*ASSIGNED TASK*:
Using the page on diagnosing a Java memory leak, answer the following:
(a) In Step 1, how often does the jstat command report heap usage?
(b) Which retained class is listed for the root cause "ThreadLocal not removed"?
(c) What does the common pitfall say is done instead of diagnosing?

*PASSAGE PROVIDED*:

-----

Q34 of 40 · Core Java

Walk through how you'd diagnose a memory leak in a long-running Java service.

Core JavaSeniormemory-leakjvmheap-dumpprofilingoomdebugging

Short answer

Short answer: Diagnosing a Java memory leak follows a five-step process: observe the symptom (heap grows monotonically, OOM eventually), capture a heap dump, analyse with a profiler to find the largest retained object graphs, trace the root GC reference chain to identify who is keeping objects alive, then fix the retention and verify the fix with a long-running soak test.

Detail

Step 1 — Confirm it's a leak, not a sizing issue

# Watch heap usage over time
jstat -gcutil <pid> 5000  # every 5 s: OldGen % should plateau, not climb

If OldGen climbs past 80% and GC runs more frequently without reclaiming space, it's a leak.

Step 2 — Trigger a heap dump

# While running (safe on modern JVMs)
jmap -dump:format=b,file=/tmp/heap.hprof <pid>

# Or configure JVM to auto-dump on OOM
# -XX:+HeapDumpOnOutOfMemoryError -XX:HeapDumpPath=/tmp/

Step 3 — Analyse the dump Open in Eclipse MAT or VisualVM. Use:

  • Dominator tree — shows which objects retain the most memory
  • Leak suspects report — MAT heuristic for unusual retention
Common leak patterns in QA automation:
Root cause                      Retained class
WebDriver not quit()            ChromeDriver / RemoteDriver
Static Map / List grow          HashMap, ArrayList
Listener not removed            EventListenerList
ThreadLocal not removed         ThreadLocalMap.Entry
Open streams not closed         BufferedInputStream
Reflection class generation     sun.reflect.GeneratedProxy

Step 4 — Find the GC root path In MAT: right-click the dominant object → "Path to GC Roots" → exclude phantom/weak refs. This shows the exact field chain keeping the object alive.

Step 5 — Fix and soak test

import org.openqa.selenium.WebDriver;

// Typical fix: always quit in teardown
// @AfterEach
void tearDown() {
    if (driver != null) {
        driver.quit();  // releases browser process and GC root
        driver = null;
    }
}

// ThreadLocal fix: always remove after use
private static final ThreadLocal<String> userContext = new ThreadLocal<>();

try {
    userContext.set(userId);
    runTest();
} finally {
    userContext.remove();  // prevents leak in thread pool (threads are reused)
}

Run a soak test for several hours. OldGen plateau = leak fixed; still climbing = more roots to find.

// WHAT INTERVIEWERS LOOK FOR

A structured diagnostic process, not guessing. Knowledge of jstat, jmap, heap dump analysis with MAT. Identifying common leak patterns (static collections, ThreadLocal misuse, unclosed resources). QA-specific candidates impress by mentioning WebDriver lifecycle as a known leak vector.

// COMMON PITFALL

Only increasing -Xmx instead of diagnosing. Adding heap space defers the OOM but doesn't fix the leak — the service will eventually OOM again, just later.

-----

*EXCERPTED RECORDS*:
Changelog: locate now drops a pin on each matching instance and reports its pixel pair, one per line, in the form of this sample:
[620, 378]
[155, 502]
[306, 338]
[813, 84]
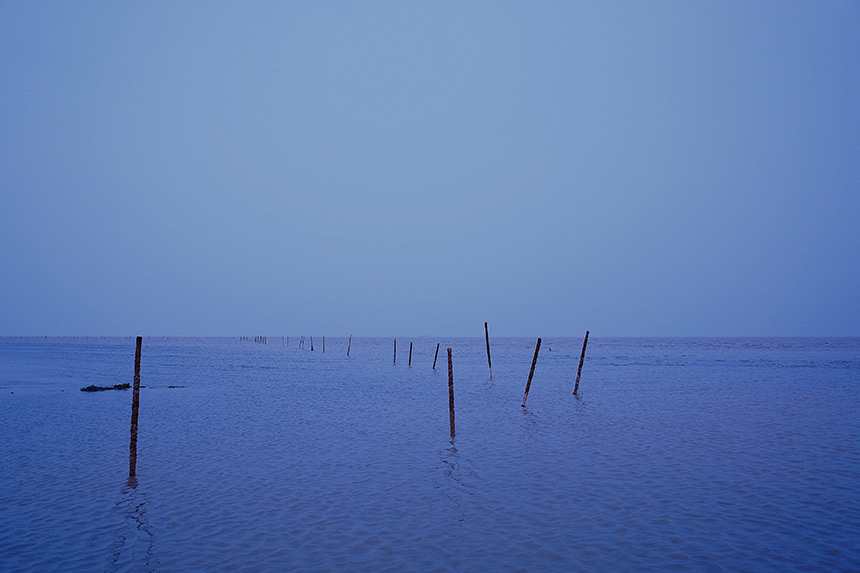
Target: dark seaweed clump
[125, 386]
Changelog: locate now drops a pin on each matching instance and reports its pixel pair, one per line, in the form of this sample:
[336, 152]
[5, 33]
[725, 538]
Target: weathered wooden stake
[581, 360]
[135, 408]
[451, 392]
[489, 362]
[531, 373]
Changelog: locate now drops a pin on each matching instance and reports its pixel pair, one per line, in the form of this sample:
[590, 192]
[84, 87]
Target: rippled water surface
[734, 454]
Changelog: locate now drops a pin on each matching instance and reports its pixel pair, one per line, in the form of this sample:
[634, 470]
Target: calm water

-----

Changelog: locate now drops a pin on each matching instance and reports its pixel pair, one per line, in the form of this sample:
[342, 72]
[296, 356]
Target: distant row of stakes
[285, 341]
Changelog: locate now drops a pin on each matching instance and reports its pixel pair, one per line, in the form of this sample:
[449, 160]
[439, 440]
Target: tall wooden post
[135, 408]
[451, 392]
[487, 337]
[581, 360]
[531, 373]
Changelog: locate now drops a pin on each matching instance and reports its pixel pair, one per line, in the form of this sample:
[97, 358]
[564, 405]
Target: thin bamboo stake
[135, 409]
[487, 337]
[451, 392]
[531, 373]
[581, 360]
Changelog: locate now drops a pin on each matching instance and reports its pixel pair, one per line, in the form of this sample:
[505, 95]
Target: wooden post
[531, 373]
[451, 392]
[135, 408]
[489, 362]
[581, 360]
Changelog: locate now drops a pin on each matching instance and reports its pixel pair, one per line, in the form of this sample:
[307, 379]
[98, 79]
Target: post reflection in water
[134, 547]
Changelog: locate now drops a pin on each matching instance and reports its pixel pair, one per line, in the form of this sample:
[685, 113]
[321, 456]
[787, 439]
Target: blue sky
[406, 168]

-----

*OUTPUT FOR THIS EXERCISE*:
(a) Every 5 seconds.
(b) ThreadLocalMap.Entry.
(c) Only increasing -Xmx.